[Start of Article]

Evelyn: Again, I’d probably do it once or twice a year. You don’t always want to be like, “No you can’t do that unless you pay me.” But usually what they’re asking is so inconsequential, it literally does take you not that much time.
But no, I don’t, I don’t have too many people like that anymore.
Colleen: Me, neither. Thank goodness!
Evelyn: Probably, early, early, early in my career—and I would say rarely—I would do logos and then go to show them to people and they wouldn’t want to pay for them. They’d be like, “That’s great” and take the art—because this is even before files. You were actually giving them art.
They wouldn’t want to pay me and I was thinking, oh, geez, what do I do? I don’t have a bodyguard to go over there and strong arm them. I’m going to take your money out if you don’t give me my money. I know it happened to me a couple times and so I definitely learned you’ve got to get some money up front before you do anything.
Colleen: Yeah.
Evelyn: If you don’t know them—
Colleen: And then invoice frequently.

[End of Article]

- Stated problem 1
According to the conversation, why did Evelyn decide she had to get some money up front before doing any work? Answer in one to three sentences.
- Stated problem 2
In the conversation, take the passage between "Evelyn: Again, I’d" and "that much time.", inclusive, and write it out with "three or four times a year" substituted for "once or twice a year".
The lines that come next have nothing to do with the conversation.

[Start of Recorded information]

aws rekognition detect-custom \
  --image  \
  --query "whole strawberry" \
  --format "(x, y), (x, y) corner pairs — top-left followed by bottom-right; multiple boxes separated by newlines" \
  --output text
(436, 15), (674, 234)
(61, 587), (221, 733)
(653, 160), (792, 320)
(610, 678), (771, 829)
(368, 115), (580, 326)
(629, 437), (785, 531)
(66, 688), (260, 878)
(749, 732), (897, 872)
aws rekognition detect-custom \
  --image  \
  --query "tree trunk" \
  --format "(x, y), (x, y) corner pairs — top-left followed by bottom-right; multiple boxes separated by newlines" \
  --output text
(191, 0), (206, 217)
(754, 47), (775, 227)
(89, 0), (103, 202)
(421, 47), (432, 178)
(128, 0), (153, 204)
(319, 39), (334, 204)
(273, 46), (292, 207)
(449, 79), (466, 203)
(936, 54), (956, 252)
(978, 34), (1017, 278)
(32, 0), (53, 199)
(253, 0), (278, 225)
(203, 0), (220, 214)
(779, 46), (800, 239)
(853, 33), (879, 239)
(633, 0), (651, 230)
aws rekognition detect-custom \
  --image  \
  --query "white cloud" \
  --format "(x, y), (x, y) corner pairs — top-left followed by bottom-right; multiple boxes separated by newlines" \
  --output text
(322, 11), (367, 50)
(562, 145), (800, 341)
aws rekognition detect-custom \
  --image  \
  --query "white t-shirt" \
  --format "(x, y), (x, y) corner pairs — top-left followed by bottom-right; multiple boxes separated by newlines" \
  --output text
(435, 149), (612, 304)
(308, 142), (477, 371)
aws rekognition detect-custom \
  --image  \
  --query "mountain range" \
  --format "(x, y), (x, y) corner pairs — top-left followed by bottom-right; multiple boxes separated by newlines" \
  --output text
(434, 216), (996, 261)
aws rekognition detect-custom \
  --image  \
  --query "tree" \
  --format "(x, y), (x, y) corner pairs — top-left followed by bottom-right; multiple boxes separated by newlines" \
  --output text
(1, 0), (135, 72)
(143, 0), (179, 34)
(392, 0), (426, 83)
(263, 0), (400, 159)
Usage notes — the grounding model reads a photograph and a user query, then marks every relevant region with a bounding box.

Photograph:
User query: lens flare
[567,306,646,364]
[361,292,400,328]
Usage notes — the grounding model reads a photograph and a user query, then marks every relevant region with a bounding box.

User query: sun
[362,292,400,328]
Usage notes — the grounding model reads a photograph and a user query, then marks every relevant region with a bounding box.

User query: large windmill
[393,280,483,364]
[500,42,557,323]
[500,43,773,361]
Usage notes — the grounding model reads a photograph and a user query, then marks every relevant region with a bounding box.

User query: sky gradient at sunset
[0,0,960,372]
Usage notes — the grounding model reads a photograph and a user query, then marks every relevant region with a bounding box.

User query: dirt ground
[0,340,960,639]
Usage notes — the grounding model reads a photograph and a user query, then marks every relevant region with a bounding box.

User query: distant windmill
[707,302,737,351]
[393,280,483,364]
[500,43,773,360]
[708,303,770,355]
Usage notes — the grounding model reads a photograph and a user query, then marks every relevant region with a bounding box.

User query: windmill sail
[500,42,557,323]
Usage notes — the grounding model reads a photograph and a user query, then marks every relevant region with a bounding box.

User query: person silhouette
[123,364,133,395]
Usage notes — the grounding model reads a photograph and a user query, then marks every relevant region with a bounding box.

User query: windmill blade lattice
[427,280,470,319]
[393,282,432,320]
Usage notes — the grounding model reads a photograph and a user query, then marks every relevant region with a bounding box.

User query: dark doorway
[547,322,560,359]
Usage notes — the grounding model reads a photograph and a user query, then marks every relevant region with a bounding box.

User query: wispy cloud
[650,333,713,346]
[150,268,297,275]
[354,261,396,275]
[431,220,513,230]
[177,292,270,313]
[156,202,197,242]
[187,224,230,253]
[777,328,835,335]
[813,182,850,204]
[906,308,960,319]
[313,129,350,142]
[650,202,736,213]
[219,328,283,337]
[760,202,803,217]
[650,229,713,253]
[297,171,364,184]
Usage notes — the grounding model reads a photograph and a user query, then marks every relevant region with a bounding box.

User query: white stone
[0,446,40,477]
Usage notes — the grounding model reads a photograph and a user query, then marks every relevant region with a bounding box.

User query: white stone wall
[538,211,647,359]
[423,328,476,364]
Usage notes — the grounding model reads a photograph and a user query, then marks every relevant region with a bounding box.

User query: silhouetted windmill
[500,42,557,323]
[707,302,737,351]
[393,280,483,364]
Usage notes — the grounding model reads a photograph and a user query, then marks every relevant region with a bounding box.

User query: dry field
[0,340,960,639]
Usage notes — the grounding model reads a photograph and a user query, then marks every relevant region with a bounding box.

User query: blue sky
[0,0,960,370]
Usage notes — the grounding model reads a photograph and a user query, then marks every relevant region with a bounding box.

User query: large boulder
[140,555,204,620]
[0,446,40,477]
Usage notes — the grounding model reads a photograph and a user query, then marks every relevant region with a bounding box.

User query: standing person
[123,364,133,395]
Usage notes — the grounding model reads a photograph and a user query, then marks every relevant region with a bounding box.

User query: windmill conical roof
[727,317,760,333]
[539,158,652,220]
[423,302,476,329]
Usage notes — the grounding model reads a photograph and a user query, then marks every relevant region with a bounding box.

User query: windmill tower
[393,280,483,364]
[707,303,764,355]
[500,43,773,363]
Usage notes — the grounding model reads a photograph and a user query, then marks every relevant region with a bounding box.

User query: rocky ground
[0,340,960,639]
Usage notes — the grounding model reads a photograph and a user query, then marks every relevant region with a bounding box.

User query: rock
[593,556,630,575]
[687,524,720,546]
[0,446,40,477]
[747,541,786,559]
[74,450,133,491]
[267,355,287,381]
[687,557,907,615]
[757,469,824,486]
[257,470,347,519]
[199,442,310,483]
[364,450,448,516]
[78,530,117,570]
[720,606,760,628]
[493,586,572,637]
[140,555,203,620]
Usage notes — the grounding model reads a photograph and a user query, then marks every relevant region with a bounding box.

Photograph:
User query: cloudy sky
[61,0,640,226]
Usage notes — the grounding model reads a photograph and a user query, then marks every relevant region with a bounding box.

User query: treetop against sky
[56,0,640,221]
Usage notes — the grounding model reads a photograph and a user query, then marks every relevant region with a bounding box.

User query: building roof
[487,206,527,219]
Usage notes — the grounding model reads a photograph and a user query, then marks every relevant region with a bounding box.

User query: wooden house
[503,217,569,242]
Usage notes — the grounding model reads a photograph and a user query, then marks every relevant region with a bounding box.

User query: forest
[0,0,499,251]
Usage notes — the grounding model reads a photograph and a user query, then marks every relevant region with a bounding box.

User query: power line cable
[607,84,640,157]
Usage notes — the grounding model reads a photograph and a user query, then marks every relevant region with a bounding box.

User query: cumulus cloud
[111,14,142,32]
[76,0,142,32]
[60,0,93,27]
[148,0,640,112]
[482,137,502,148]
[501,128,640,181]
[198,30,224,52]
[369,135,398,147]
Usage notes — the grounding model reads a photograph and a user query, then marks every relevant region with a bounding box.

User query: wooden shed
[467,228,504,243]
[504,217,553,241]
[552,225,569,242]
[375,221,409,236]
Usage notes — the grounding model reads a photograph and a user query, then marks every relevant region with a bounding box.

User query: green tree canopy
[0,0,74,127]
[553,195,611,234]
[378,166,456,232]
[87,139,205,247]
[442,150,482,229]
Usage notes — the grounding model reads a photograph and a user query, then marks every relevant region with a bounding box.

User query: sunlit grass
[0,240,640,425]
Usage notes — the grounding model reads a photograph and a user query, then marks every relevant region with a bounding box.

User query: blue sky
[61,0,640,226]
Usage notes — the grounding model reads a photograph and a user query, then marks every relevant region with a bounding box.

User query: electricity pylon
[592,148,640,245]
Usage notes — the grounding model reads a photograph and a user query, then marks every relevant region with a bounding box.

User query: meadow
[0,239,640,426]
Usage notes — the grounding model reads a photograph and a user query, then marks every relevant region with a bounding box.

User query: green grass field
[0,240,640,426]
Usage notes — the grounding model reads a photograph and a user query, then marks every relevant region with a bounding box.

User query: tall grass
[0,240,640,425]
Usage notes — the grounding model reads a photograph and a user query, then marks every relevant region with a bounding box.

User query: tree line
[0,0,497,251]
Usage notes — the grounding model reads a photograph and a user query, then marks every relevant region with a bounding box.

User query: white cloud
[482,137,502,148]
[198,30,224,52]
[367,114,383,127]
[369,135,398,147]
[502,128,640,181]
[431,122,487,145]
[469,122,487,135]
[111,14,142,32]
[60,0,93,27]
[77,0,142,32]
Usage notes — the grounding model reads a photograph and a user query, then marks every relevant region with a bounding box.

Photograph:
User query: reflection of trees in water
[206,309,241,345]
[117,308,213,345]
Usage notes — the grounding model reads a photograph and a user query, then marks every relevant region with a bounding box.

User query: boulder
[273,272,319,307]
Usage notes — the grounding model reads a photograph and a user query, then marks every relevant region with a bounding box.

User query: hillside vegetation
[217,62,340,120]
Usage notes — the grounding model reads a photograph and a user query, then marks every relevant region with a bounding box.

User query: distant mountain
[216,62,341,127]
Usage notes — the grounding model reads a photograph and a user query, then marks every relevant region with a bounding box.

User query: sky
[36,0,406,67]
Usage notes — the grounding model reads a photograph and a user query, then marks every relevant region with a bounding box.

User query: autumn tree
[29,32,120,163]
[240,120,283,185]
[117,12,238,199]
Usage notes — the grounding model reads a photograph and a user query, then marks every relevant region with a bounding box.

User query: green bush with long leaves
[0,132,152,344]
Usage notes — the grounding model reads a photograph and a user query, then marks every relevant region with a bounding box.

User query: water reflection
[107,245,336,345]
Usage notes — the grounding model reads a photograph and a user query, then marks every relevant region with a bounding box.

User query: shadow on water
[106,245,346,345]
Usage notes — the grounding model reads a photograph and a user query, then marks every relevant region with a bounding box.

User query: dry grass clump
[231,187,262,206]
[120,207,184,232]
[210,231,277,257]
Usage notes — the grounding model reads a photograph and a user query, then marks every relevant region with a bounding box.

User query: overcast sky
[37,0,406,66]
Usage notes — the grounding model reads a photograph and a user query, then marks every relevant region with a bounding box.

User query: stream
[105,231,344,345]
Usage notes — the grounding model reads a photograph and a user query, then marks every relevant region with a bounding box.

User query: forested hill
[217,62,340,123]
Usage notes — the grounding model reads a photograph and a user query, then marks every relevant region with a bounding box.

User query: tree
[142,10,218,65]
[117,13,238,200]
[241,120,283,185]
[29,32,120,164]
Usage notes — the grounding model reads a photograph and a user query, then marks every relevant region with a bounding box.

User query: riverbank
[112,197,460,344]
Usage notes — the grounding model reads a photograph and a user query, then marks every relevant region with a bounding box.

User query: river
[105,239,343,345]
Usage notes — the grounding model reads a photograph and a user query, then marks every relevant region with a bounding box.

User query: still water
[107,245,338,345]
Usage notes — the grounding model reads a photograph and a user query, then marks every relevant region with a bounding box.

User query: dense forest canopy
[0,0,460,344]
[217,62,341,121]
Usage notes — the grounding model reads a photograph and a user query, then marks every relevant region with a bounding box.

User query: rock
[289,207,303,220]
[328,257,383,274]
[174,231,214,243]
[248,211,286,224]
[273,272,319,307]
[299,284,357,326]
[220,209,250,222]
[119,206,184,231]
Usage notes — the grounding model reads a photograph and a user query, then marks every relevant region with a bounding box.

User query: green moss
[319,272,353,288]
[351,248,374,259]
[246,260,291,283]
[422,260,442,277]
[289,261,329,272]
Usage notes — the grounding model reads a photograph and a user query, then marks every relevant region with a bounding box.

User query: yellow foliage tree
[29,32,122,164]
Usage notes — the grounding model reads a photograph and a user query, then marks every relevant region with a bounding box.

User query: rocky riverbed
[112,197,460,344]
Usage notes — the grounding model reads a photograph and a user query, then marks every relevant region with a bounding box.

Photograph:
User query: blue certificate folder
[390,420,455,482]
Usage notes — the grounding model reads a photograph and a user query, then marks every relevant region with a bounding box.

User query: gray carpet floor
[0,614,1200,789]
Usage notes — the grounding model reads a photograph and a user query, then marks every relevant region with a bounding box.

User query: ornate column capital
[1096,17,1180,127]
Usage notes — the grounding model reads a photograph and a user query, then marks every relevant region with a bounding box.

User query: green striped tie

[End of Recorded information]

- Written reply 1
Early in her career, she would sometimes show logos to people who then took the art without paying for it. After this happened to her a couple of times, she learned to get some money up front before starting anything.

- Written reply 2
Evelyn: Again, I’d probably do it three or four times a year. You don’t always want to be like, “No you can’t do that unless you pay me.” But usually what they’re asking is so inconsequential, it literally does take you not that much time.